● YOUR OBJECTIVE: Extract every line from the items below that contains the string "Task".

● DATA FOR PROCESSING:
===

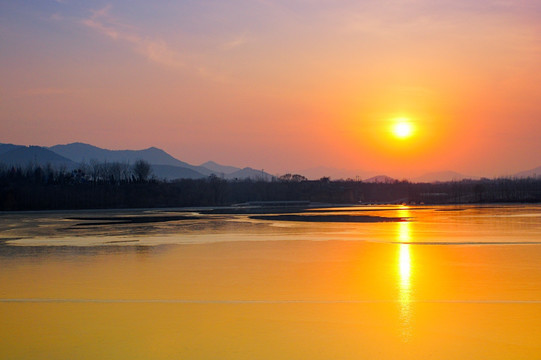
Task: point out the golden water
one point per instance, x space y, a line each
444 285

===

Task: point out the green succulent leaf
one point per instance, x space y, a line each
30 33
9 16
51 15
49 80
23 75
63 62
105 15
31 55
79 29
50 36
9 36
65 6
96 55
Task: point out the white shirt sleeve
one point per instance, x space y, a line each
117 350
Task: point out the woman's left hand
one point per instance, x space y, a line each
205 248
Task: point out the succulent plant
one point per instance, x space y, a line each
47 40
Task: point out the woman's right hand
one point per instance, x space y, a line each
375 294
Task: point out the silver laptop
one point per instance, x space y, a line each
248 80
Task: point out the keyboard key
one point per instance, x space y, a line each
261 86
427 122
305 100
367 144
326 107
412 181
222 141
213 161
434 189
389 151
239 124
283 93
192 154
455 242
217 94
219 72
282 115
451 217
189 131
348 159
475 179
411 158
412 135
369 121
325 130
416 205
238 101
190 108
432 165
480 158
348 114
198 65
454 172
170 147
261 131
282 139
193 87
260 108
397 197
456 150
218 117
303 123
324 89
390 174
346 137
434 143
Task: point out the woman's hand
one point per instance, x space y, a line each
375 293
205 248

===

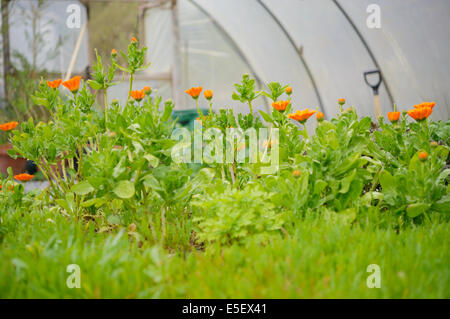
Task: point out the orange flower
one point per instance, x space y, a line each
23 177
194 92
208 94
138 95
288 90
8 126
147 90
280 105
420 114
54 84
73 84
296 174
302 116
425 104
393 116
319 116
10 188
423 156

===

● RESPONSE TO THIS EXERCISE:
Task: point out the golden water
Task: point out the green succulent leaf
Task: point out the white shirt sleeve
Task: point out the woman's left hand
Task: point out the succulent plant
Task: point out the woman's right hand
Task: point out the silver laptop
Task: point out the keyboard key
Task: point out the woman's hand
Task: point out the orange flower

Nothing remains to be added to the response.